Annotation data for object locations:
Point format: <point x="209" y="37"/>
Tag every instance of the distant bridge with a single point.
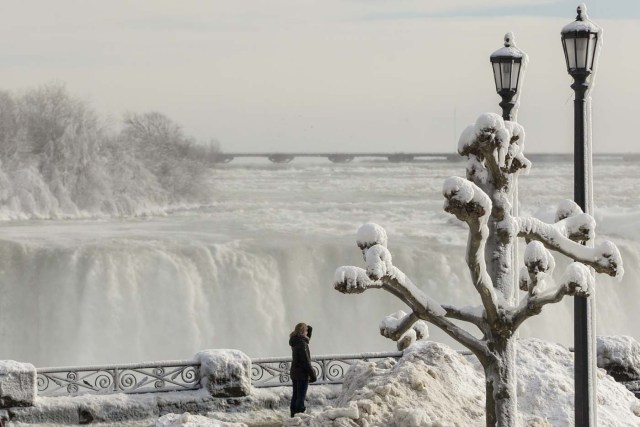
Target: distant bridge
<point x="342" y="157"/>
<point x="425" y="157"/>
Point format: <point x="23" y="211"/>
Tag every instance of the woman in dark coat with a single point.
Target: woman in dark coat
<point x="301" y="371"/>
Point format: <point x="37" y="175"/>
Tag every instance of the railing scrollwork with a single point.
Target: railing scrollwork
<point x="185" y="375"/>
<point x="274" y="371"/>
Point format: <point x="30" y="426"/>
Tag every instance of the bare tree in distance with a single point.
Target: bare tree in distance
<point x="495" y="152"/>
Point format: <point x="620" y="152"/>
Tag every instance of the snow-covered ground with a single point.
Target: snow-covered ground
<point x="435" y="386"/>
<point x="431" y="385"/>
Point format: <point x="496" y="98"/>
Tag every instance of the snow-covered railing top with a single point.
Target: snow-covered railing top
<point x="329" y="369"/>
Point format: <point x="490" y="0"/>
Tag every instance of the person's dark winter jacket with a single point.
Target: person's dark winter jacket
<point x="301" y="369"/>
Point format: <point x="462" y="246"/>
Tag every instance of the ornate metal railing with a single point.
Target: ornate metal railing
<point x="134" y="378"/>
<point x="274" y="371"/>
<point x="185" y="375"/>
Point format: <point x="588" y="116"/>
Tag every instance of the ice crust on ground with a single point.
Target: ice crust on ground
<point x="189" y="420"/>
<point x="433" y="385"/>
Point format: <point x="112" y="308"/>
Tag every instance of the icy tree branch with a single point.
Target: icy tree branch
<point x="604" y="258"/>
<point x="470" y="204"/>
<point x="393" y="328"/>
<point x="353" y="280"/>
<point x="467" y="314"/>
<point x="380" y="267"/>
<point x="576" y="281"/>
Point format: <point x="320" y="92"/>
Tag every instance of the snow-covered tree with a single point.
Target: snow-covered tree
<point x="495" y="152"/>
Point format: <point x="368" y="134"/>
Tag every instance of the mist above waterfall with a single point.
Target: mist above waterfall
<point x="241" y="271"/>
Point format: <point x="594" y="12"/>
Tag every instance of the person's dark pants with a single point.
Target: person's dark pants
<point x="298" y="396"/>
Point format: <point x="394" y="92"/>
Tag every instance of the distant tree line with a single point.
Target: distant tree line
<point x="59" y="159"/>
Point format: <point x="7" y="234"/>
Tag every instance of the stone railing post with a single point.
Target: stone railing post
<point x="225" y="373"/>
<point x="17" y="384"/>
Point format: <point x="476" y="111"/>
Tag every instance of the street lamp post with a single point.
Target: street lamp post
<point x="508" y="64"/>
<point x="581" y="41"/>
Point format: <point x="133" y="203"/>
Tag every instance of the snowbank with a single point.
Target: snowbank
<point x="620" y="357"/>
<point x="188" y="420"/>
<point x="434" y="385"/>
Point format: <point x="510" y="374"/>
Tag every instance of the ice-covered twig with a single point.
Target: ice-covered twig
<point x="494" y="144"/>
<point x="395" y="325"/>
<point x="468" y="314"/>
<point x="379" y="267"/>
<point x="470" y="204"/>
<point x="604" y="257"/>
<point x="577" y="281"/>
<point x="353" y="280"/>
<point x="539" y="264"/>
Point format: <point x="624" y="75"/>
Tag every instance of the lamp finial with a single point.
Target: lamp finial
<point x="582" y="12"/>
<point x="509" y="40"/>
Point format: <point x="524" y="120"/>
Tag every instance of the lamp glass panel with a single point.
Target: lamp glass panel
<point x="505" y="68"/>
<point x="496" y="75"/>
<point x="515" y="73"/>
<point x="582" y="48"/>
<point x="570" y="51"/>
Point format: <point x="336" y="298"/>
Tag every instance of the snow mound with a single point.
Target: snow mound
<point x="188" y="420"/>
<point x="620" y="357"/>
<point x="433" y="385"/>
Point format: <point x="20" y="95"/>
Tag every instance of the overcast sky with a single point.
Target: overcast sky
<point x="324" y="75"/>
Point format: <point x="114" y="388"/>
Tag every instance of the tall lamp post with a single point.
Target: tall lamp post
<point x="581" y="41"/>
<point x="508" y="64"/>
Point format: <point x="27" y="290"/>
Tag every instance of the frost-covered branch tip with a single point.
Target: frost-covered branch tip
<point x="539" y="264"/>
<point x="403" y="328"/>
<point x="604" y="257"/>
<point x="577" y="280"/>
<point x="495" y="144"/>
<point x="465" y="200"/>
<point x="371" y="234"/>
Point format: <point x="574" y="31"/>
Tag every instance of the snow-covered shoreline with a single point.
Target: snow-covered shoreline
<point x="431" y="384"/>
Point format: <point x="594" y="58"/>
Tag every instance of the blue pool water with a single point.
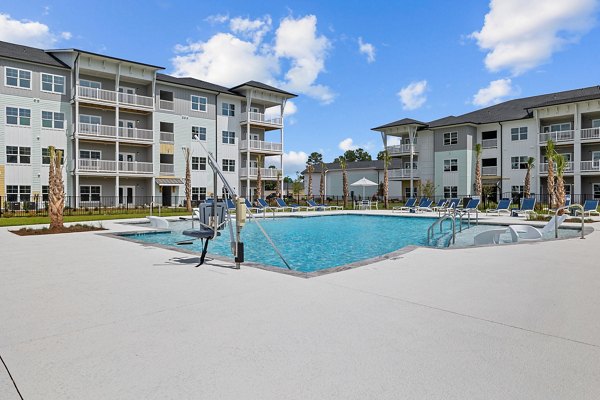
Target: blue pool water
<point x="313" y="243"/>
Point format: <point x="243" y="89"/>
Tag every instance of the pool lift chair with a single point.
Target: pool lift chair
<point x="214" y="216"/>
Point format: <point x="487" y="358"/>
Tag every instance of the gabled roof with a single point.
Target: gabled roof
<point x="400" y="122"/>
<point x="30" y="54"/>
<point x="195" y="83"/>
<point x="260" y="85"/>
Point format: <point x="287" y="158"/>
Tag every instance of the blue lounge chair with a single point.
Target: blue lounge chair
<point x="503" y="207"/>
<point x="589" y="207"/>
<point x="527" y="206"/>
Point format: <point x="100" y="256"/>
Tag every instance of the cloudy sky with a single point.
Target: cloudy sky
<point x="353" y="67"/>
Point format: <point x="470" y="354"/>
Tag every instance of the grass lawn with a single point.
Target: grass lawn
<point x="15" y="221"/>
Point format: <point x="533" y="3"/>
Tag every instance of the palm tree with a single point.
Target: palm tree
<point x="561" y="164"/>
<point x="478" y="170"/>
<point x="530" y="165"/>
<point x="259" y="177"/>
<point x="387" y="160"/>
<point x="343" y="165"/>
<point x="550" y="153"/>
<point x="187" y="155"/>
<point x="56" y="190"/>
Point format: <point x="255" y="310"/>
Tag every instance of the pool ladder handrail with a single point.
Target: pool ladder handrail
<point x="579" y="206"/>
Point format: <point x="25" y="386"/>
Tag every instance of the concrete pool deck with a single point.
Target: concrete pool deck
<point x="86" y="316"/>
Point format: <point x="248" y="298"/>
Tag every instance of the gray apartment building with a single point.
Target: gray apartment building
<point x="123" y="126"/>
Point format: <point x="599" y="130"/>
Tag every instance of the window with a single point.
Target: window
<point x="451" y="165"/>
<point x="199" y="103"/>
<point x="53" y="120"/>
<point x="53" y="83"/>
<point x="228" y="137"/>
<point x="18" y="155"/>
<point x="450" y="192"/>
<point x="228" y="165"/>
<point x="518" y="133"/>
<point x="46" y="156"/>
<point x="20" y="78"/>
<point x="18" y="116"/>
<point x="450" y="138"/>
<point x="228" y="109"/>
<point x="519" y="162"/>
<point x="198" y="133"/>
<point x="89" y="193"/>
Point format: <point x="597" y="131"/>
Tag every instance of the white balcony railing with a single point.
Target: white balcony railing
<point x="167" y="169"/>
<point x="590" y="134"/>
<point x="557" y="137"/>
<point x="590" y="166"/>
<point x="93" y="165"/>
<point x="489" y="143"/>
<point x="145" y="135"/>
<point x="400" y="149"/>
<point x="266" y="173"/>
<point x="167" y="137"/>
<point x="259" y="145"/>
<point x="489" y="171"/>
<point x="102" y="131"/>
<point x="543" y="168"/>
<point x="135" y="167"/>
<point x="262" y="119"/>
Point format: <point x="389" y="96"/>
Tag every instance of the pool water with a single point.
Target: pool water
<point x="312" y="243"/>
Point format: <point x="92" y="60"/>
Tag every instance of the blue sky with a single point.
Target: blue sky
<point x="354" y="67"/>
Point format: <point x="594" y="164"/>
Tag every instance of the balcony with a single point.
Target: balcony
<point x="109" y="97"/>
<point x="136" y="134"/>
<point x="167" y="169"/>
<point x="167" y="137"/>
<point x="261" y="120"/>
<point x="266" y="173"/>
<point x="543" y="168"/>
<point x="135" y="167"/>
<point x="401" y="149"/>
<point x="402" y="173"/>
<point x="94" y="166"/>
<point x="260" y="146"/>
<point x="557" y="137"/>
<point x="590" y="166"/>
<point x="489" y="143"/>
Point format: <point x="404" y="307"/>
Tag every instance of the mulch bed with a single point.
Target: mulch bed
<point x="64" y="229"/>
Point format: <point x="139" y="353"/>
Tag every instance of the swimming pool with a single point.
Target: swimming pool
<point x="311" y="243"/>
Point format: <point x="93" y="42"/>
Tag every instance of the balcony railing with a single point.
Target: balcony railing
<point x="93" y="165"/>
<point x="590" y="134"/>
<point x="102" y="131"/>
<point x="259" y="145"/>
<point x="489" y="171"/>
<point x="489" y="143"/>
<point x="543" y="168"/>
<point x="167" y="169"/>
<point x="557" y="137"/>
<point x="590" y="166"/>
<point x="400" y="149"/>
<point x="135" y="167"/>
<point x="266" y="173"/>
<point x="167" y="137"/>
<point x="137" y="134"/>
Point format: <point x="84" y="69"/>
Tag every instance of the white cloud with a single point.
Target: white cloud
<point x="520" y="35"/>
<point x="494" y="93"/>
<point x="295" y="44"/>
<point x="347" y="144"/>
<point x="413" y="95"/>
<point x="28" y="33"/>
<point x="368" y="49"/>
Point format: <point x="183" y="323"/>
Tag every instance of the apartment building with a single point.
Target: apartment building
<point x="443" y="150"/>
<point x="124" y="125"/>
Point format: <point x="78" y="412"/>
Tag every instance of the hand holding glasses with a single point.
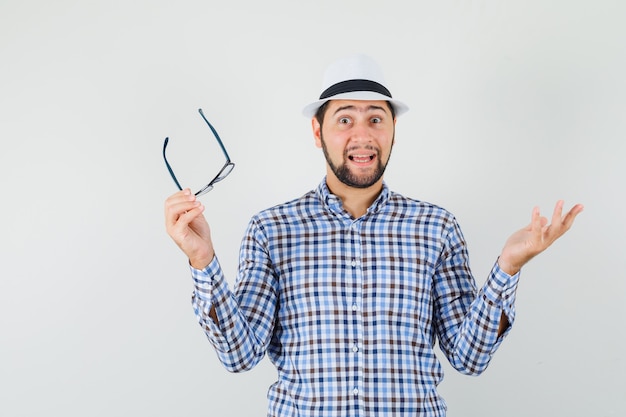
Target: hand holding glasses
<point x="226" y="169"/>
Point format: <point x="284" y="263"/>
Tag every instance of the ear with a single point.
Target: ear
<point x="317" y="132"/>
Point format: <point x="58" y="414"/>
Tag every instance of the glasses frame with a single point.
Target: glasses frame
<point x="223" y="173"/>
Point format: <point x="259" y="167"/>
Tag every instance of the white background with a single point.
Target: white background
<point x="513" y="104"/>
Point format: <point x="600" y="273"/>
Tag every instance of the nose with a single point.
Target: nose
<point x="361" y="132"/>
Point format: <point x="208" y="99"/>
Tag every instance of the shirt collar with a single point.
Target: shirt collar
<point x="333" y="203"/>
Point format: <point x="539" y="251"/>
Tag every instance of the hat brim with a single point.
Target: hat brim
<point x="398" y="106"/>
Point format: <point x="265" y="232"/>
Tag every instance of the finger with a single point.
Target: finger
<point x="178" y="204"/>
<point x="568" y="220"/>
<point x="558" y="212"/>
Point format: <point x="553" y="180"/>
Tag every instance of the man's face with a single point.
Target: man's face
<point x="356" y="137"/>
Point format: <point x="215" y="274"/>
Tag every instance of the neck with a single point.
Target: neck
<point x="355" y="201"/>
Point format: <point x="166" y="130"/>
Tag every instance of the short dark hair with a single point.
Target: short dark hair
<point x="321" y="111"/>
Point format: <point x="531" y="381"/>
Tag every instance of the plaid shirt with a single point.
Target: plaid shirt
<point x="349" y="310"/>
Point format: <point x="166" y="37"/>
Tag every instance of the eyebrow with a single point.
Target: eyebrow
<point x="351" y="107"/>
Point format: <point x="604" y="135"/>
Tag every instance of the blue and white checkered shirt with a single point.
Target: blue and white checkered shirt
<point x="349" y="310"/>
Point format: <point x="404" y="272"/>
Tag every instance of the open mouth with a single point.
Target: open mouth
<point x="361" y="158"/>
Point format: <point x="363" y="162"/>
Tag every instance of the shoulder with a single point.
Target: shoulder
<point x="400" y="205"/>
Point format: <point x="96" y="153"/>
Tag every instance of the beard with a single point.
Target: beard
<point x="353" y="179"/>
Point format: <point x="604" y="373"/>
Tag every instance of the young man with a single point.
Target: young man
<point x="348" y="288"/>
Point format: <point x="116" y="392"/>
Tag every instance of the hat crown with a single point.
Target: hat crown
<point x="355" y="67"/>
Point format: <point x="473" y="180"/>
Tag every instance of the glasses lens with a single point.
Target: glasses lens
<point x="204" y="190"/>
<point x="224" y="172"/>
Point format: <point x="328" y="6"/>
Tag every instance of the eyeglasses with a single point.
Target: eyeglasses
<point x="226" y="169"/>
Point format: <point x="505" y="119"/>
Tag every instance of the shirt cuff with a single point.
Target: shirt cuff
<point x="205" y="279"/>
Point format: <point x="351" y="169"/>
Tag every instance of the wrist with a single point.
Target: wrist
<point x="507" y="267"/>
<point x="201" y="262"/>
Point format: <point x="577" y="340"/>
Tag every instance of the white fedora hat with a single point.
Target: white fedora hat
<point x="357" y="77"/>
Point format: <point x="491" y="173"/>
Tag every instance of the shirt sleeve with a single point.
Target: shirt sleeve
<point x="246" y="316"/>
<point x="468" y="319"/>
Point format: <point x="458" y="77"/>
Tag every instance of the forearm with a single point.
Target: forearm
<point x="488" y="320"/>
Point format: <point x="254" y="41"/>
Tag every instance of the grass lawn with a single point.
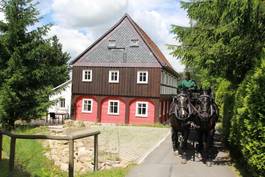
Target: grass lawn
<point x="31" y="162"/>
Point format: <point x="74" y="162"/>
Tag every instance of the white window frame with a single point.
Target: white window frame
<point x="84" y="73"/>
<point x="138" y="77"/>
<point x="137" y="106"/>
<point x="110" y="113"/>
<point x="118" y="76"/>
<point x="83" y="104"/>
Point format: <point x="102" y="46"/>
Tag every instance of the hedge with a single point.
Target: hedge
<point x="247" y="132"/>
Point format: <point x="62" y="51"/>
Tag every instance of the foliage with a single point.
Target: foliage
<point x="30" y="63"/>
<point x="248" y="123"/>
<point x="226" y="38"/>
<point x="115" y="172"/>
<point x="224" y="49"/>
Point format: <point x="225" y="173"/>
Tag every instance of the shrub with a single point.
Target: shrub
<point x="248" y="123"/>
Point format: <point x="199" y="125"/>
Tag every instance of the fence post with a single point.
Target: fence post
<point x="12" y="156"/>
<point x="71" y="158"/>
<point x="1" y="145"/>
<point x="96" y="152"/>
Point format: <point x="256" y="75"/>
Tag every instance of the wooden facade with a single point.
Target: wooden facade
<point x="127" y="85"/>
<point x="132" y="102"/>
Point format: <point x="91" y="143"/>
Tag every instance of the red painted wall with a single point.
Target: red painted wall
<point x="84" y="115"/>
<point x="108" y="118"/>
<point x="150" y="119"/>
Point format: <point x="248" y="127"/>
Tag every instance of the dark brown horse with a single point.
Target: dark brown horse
<point x="207" y="116"/>
<point x="181" y="118"/>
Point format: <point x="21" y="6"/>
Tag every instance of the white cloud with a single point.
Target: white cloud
<point x="80" y="13"/>
<point x="93" y="18"/>
<point x="73" y="41"/>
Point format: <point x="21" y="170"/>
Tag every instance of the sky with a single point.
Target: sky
<point x="78" y="23"/>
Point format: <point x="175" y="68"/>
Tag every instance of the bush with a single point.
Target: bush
<point x="248" y="123"/>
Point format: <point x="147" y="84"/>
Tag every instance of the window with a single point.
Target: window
<point x="134" y="43"/>
<point x="62" y="103"/>
<point x="112" y="44"/>
<point x="113" y="107"/>
<point x="87" y="105"/>
<point x="114" y="76"/>
<point x="87" y="76"/>
<point x="141" y="109"/>
<point x="142" y="77"/>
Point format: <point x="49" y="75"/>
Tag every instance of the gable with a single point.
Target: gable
<point x="124" y="54"/>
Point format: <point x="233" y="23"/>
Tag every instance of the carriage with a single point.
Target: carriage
<point x="193" y="110"/>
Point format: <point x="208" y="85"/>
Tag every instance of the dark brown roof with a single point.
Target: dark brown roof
<point x="147" y="40"/>
<point x="153" y="47"/>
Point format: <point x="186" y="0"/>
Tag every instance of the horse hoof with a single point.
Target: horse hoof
<point x="176" y="153"/>
<point x="183" y="161"/>
<point x="209" y="163"/>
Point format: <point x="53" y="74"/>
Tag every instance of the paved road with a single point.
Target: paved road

**Aim of the task:** Extract every line from the items above that contains the string "stone". Matching is case-sensitive.

**Answer below:**
Tag every instance of the stone railing post with a single point.
Target: stone railing post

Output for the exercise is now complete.